══ SOURCE RECORDS ══

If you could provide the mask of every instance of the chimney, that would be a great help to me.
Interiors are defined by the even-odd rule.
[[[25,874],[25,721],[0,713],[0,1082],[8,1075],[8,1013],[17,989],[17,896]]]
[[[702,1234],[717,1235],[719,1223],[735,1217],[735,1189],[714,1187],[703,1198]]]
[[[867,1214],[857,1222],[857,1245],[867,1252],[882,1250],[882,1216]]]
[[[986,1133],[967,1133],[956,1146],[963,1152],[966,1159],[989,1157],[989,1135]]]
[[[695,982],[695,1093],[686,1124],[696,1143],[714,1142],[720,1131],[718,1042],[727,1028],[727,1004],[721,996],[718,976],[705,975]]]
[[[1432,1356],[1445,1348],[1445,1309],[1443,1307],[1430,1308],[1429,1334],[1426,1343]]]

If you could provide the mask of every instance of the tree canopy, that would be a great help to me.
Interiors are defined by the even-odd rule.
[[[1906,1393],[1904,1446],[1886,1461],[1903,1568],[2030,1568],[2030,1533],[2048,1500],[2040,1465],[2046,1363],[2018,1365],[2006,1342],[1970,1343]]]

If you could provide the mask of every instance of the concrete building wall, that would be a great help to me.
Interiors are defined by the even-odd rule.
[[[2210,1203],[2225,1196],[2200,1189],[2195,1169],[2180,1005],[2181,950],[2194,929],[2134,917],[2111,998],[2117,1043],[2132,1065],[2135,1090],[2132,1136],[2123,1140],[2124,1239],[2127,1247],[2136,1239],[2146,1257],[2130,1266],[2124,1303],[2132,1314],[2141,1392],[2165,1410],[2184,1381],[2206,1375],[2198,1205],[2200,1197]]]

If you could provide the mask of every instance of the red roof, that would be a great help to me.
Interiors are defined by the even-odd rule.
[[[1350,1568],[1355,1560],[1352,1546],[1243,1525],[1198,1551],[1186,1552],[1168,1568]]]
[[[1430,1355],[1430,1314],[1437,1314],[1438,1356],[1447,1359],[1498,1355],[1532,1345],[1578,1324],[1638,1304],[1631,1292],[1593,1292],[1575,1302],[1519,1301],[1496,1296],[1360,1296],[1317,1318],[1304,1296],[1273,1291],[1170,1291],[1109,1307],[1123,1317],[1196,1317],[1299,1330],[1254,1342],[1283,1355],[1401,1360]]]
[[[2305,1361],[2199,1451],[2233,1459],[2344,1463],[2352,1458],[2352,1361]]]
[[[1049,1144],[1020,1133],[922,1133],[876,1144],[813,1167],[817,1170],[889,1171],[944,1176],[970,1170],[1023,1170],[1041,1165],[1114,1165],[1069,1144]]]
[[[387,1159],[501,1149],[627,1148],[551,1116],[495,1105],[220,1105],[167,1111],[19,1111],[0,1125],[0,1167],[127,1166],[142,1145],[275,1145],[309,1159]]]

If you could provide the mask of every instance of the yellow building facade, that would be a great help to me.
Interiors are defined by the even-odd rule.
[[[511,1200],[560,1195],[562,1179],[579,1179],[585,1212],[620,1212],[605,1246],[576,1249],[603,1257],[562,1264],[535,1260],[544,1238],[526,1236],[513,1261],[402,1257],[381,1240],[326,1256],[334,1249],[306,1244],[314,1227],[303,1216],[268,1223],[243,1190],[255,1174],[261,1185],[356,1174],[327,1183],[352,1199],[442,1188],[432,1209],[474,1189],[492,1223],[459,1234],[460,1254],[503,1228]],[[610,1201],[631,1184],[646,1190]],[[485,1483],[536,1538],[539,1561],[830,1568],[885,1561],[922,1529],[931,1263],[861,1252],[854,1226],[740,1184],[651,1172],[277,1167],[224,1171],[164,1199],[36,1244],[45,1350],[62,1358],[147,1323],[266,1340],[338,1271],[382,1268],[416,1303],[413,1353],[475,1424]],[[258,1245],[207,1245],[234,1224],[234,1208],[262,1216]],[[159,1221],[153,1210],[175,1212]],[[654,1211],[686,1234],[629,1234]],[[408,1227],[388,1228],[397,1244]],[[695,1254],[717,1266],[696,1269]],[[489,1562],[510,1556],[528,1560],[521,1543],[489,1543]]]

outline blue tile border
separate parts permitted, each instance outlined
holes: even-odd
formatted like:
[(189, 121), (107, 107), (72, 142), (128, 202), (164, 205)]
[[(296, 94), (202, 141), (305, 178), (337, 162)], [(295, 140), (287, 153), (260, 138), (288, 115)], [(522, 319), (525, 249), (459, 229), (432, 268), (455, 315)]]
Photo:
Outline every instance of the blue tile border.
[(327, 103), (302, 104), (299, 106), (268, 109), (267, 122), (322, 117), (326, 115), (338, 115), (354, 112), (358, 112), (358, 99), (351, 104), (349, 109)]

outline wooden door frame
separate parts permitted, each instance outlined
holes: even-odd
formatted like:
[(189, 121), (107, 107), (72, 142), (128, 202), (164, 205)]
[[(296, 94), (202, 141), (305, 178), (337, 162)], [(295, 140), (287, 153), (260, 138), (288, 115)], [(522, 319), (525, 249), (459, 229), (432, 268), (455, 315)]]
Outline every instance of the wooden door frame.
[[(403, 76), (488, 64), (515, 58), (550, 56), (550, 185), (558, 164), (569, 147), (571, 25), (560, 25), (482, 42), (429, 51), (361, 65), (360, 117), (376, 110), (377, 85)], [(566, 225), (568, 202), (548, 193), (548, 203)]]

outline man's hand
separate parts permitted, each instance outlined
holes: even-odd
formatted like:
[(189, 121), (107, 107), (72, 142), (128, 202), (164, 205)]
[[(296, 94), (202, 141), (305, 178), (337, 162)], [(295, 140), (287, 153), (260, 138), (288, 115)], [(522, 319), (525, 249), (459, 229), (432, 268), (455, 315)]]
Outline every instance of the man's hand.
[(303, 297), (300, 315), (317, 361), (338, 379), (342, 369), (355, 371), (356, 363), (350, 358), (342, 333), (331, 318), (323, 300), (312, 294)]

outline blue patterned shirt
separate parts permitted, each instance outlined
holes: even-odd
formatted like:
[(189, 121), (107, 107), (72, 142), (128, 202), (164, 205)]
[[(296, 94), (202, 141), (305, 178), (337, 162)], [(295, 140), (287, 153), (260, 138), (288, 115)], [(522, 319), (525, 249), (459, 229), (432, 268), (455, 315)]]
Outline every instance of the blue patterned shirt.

═══

■ **PROBLEM STATEMENT**
Find the lines above holding the word "could" and show them.

■ **ANSWER SECTION**
If you could provide the mask of every instance of the chimney, that would be a great help to me.
If you could provide the mask of every instance of the tree canopy, that would be a great help to me.
If you could provide the mask of every instance of the concrete building wall, that would be a great help to me.
If you could provide the mask of every instance of the red roof, that would be a great help to me.
If you could provide the mask of every instance of the yellow building facade, that would be a great help to me.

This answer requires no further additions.